Exercise task:
Can you reproduce every line of the material below word for word, changing nothing?

● ● ● ● ● ● ●

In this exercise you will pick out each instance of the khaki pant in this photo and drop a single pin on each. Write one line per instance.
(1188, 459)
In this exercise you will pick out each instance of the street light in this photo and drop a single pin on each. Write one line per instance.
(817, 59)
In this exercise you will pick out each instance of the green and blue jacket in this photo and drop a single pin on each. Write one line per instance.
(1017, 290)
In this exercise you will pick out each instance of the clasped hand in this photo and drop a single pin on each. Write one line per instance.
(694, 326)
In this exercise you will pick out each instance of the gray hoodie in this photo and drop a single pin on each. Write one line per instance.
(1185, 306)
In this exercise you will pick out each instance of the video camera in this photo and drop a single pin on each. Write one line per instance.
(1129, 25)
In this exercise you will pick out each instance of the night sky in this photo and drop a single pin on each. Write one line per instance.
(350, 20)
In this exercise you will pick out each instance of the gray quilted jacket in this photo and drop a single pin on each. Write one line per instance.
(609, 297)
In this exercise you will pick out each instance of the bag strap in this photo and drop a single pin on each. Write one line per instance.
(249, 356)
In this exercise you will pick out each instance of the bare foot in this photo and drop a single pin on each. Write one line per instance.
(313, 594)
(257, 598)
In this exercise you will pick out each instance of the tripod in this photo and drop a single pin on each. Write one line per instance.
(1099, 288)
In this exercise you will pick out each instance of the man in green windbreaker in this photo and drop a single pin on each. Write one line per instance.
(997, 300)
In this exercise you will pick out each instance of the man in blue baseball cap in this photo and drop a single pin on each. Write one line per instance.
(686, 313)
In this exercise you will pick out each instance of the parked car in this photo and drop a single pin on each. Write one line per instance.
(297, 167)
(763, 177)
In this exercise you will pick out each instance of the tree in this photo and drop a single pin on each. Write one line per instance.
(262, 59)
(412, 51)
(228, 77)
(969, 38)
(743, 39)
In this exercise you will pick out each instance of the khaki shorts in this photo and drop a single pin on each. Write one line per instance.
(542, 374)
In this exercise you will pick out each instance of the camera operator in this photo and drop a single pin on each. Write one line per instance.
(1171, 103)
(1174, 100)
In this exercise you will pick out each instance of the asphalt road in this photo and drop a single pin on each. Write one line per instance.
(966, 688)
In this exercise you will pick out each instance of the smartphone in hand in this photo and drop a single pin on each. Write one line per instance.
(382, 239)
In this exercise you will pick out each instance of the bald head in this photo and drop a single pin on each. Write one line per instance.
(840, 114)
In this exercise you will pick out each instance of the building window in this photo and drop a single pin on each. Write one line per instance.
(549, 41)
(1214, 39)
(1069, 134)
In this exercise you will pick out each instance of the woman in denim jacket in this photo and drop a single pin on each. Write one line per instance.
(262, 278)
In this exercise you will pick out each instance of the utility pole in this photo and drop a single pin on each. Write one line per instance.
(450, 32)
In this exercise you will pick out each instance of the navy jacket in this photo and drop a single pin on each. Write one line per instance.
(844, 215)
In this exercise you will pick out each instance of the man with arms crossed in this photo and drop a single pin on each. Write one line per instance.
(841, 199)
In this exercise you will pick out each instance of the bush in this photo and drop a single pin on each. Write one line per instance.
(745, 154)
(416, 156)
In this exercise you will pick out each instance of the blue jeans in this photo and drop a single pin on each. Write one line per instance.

● ● ● ● ● ● ●

The reply:
In this exercise you will pick out each instance of the khaki pant in this photo and drop a single pin on each. Write one line per instance.
(1188, 459)
In this exercise you will pick out each instance of the street light in this photo and drop a single pin on each. Write one line per instance.
(817, 59)
In this exercise you will pick out each instance of the green and blue jacket in this photo and drop a single pin on each. Write one line per instance.
(1017, 290)
In this exercise you will pick out each instance of the clasped hand in this photo and drop a single pin on each. Write one line per instance.
(694, 326)
In this exercise you will pick out each instance of the gray hoodie in this photo and drop a single pin on each. Write one line per instance.
(1185, 306)
In this exercise you will pick out each instance of the video camera in this photo and drop a single pin on each. Write one line per instance.
(1129, 25)
In this exercise you will pick out each instance of the night sky in this photo and drop a single pin on each. Write one line per instance.
(350, 20)
In this exercise you will pick out each instance of the gray quilted jacket in this photo and drop a single pin on each. Write one line per instance.
(609, 297)
In this exercise you will pick out each instance of the bag strap in this photo and drop a single pin on each. Write one line per instance.
(249, 356)
In this exercise you will pick out each instance of the bare foot in this photo and drop a single pin on each. Write one line per instance.
(313, 594)
(257, 598)
In this exercise you will pick out each instance of the tripod in this photo and drop a single pin on each. Write one line per instance.
(1099, 288)
In this exercise you will pick out each instance of the man in green windbreaker in this photo and drop a single pin on each. Write one line per instance.
(997, 300)
In this exercise you will pick out each instance of the man in blue baseball cap in this photo and drop a single pin on each. Write one line per instance.
(686, 313)
In this exercise you will pick out each instance of the parked car in this photo and drop a single pin on each. Write one line per instance.
(297, 167)
(763, 177)
In this exercise you will pick out each instance of the tree in this photo and drop a single pin on each. Write one line per instance.
(262, 59)
(412, 51)
(228, 77)
(969, 38)
(743, 39)
In this exercise you will pick out each instance of the khaki shorts in this photo and drop a single pin on each. Write one line per instance.
(542, 374)
In this exercise you will pick out each instance of the camera operator in this photo and drop a single pin on each. Write one line per instance.
(1171, 103)
(1174, 100)
In this exercise you will pick out each instance of the asphalt road in this photo and drop a single pin on each. Write one line per instance.
(966, 688)
In this exercise you will pick out each instance of the smartphone in hand in this photo and drop a single pin on each. Write one line per instance.
(382, 239)
In this exercise you will pick out each instance of the bald head in this photo and drop a single pin on each. Write one line per instance.
(840, 114)
In this exercise you will pick out each instance of the building window in this photo and drop a single pin on each. Write one line per instance.
(549, 41)
(1214, 39)
(1069, 134)
In this exercise you will pick out each instance of the woman in denim jacket in this photo and drop a single pin on each. Write one line per instance.
(262, 278)
In this exercise you will pick out each instance of the utility pole in this photo and drop a single pin on each. Write one line per instance.
(450, 32)
In this exercise you will pick out each instance of the navy jacket in this photo and drop a single pin on each. Write one line per instance.
(844, 215)
In this exercise you will pick out each instance of the man with arms crossed in this photo and drop a single pin on each. Write one line per instance.
(841, 199)
In this exercise you will pick out each instance of the bush in this photo and drop a single pin on each. Write one line per instance.
(745, 154)
(416, 156)
In this exercise you will pick out each instance of the blue jeans in this photo and drop a single pin on each. Write one line per instance.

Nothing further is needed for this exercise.